===== Voci dell'esercizio

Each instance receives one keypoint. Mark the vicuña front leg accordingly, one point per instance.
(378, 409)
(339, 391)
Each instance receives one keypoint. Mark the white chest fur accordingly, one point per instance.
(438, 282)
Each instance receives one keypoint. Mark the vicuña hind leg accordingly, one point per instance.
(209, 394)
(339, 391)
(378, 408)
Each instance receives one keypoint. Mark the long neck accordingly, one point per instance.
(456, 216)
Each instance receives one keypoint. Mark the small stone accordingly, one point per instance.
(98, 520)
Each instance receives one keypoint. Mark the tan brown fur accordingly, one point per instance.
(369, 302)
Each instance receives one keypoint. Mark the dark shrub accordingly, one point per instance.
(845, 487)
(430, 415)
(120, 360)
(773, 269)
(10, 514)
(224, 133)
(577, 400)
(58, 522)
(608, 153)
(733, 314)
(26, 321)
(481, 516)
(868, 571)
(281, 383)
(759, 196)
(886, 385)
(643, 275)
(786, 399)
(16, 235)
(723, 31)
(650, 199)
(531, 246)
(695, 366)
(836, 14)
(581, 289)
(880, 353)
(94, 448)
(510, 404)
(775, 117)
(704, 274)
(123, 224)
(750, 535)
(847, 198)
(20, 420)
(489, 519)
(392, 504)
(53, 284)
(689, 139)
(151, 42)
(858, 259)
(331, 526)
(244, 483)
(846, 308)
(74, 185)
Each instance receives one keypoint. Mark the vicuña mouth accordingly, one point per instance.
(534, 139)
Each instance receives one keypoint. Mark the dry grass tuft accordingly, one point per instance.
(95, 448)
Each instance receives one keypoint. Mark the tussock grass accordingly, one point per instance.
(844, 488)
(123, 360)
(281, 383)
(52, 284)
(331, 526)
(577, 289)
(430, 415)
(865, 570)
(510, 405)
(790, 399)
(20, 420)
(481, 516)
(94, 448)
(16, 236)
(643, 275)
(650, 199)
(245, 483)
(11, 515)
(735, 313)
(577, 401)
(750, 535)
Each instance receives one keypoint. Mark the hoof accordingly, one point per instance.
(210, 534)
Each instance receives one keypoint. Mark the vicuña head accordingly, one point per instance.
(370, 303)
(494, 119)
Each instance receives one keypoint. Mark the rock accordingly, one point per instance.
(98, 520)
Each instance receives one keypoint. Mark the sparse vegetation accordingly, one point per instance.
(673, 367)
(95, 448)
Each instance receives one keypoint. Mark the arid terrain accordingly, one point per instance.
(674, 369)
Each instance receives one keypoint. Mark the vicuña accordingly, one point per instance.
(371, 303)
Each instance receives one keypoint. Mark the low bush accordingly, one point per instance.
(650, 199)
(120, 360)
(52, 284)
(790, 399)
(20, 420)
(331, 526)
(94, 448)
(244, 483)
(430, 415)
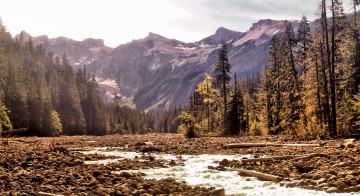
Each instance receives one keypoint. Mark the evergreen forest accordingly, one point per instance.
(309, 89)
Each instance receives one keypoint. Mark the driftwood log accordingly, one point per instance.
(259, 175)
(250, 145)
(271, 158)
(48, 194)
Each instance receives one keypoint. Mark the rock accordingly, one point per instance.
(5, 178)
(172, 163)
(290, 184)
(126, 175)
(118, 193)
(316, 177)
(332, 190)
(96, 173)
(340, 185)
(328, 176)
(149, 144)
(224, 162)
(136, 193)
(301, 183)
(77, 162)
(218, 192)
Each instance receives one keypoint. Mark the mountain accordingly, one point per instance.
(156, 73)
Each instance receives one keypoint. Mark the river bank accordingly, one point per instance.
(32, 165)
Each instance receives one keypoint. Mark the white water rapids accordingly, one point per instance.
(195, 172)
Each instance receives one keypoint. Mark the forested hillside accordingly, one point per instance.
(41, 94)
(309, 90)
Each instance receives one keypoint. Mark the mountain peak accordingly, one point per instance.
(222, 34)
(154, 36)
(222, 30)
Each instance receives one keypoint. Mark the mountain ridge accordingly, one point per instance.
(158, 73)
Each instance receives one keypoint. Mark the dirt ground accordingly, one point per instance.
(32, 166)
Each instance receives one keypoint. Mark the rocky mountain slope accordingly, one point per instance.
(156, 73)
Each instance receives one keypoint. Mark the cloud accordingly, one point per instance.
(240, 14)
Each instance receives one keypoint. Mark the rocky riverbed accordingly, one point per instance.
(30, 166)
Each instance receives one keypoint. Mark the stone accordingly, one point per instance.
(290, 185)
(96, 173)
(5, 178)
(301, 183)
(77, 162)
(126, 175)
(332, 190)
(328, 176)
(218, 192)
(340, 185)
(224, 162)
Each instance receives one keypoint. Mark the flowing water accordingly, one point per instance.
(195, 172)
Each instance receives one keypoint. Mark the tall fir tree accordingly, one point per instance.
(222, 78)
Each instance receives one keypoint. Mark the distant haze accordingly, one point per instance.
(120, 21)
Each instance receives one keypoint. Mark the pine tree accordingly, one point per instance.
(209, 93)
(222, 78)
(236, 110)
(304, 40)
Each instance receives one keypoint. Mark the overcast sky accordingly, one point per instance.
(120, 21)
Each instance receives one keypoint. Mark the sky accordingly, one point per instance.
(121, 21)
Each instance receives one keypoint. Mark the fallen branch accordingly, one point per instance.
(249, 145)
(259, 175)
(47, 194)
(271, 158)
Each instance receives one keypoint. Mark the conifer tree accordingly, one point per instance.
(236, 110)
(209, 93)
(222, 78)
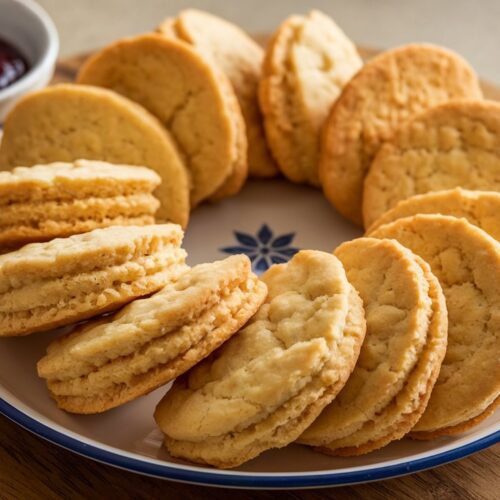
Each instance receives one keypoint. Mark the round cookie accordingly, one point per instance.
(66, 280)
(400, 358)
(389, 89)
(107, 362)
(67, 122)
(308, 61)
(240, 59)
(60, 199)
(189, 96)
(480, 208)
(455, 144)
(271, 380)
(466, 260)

==========
===== Voci dell'esercizio

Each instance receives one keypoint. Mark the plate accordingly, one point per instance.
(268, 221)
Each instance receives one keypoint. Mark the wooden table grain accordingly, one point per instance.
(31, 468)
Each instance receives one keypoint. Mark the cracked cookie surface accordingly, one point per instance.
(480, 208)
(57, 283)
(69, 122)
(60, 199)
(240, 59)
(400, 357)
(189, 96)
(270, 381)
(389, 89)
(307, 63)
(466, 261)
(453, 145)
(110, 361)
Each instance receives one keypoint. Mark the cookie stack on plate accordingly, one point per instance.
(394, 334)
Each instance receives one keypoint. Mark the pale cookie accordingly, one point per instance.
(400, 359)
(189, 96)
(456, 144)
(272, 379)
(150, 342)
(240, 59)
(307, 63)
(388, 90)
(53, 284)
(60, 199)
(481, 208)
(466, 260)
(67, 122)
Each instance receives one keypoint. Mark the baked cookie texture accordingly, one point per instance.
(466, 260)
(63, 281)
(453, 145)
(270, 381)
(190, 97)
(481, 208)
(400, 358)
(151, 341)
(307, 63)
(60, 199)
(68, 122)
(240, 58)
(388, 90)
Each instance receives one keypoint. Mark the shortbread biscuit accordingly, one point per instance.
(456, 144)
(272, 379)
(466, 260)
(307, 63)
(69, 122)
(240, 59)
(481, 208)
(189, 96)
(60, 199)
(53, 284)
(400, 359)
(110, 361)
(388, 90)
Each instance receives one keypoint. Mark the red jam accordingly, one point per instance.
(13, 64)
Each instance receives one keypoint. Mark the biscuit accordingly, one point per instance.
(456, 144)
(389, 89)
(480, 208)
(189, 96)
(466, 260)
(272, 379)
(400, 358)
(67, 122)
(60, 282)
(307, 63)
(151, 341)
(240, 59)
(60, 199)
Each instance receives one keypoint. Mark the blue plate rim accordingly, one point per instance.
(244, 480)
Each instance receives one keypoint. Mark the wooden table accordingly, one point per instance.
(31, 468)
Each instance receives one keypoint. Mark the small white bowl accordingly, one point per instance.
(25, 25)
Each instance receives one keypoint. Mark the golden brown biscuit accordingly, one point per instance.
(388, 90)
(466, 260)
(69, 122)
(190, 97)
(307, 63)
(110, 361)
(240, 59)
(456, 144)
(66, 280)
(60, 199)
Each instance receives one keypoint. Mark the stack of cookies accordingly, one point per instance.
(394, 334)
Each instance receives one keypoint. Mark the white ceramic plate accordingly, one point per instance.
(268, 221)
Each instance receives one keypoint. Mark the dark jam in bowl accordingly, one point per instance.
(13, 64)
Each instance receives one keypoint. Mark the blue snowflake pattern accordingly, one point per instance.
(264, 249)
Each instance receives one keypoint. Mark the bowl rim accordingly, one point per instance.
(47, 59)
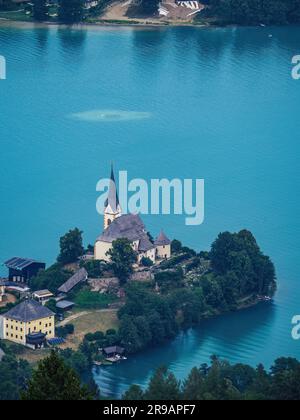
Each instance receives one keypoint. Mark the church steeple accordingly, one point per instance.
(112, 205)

==========
===== Voci dell'esercizio

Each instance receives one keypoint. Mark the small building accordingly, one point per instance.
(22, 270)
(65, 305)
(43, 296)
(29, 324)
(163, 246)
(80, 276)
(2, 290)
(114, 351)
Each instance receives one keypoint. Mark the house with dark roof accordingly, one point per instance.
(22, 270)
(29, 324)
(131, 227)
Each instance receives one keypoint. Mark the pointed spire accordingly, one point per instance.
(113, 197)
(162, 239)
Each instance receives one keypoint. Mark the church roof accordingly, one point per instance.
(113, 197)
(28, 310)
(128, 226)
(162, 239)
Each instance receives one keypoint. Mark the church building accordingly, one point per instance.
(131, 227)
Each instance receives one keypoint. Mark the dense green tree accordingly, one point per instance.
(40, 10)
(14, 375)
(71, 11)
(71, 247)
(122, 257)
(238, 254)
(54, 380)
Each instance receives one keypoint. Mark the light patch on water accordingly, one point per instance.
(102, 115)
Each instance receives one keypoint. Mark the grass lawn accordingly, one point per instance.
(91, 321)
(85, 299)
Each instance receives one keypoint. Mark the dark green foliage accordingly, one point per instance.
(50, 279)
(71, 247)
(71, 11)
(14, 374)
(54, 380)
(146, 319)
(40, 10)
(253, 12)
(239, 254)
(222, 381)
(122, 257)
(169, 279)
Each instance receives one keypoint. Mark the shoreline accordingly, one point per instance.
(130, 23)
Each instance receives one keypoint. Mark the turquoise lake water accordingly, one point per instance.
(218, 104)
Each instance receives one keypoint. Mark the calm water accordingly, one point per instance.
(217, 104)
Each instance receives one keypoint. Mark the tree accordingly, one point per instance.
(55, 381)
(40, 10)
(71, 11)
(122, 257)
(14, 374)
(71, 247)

==========

**Problema scritto**
Indica il numero di righe delle voci che contengono la parola "roof". Scrivi soltanto il numero.

**La risposta**
2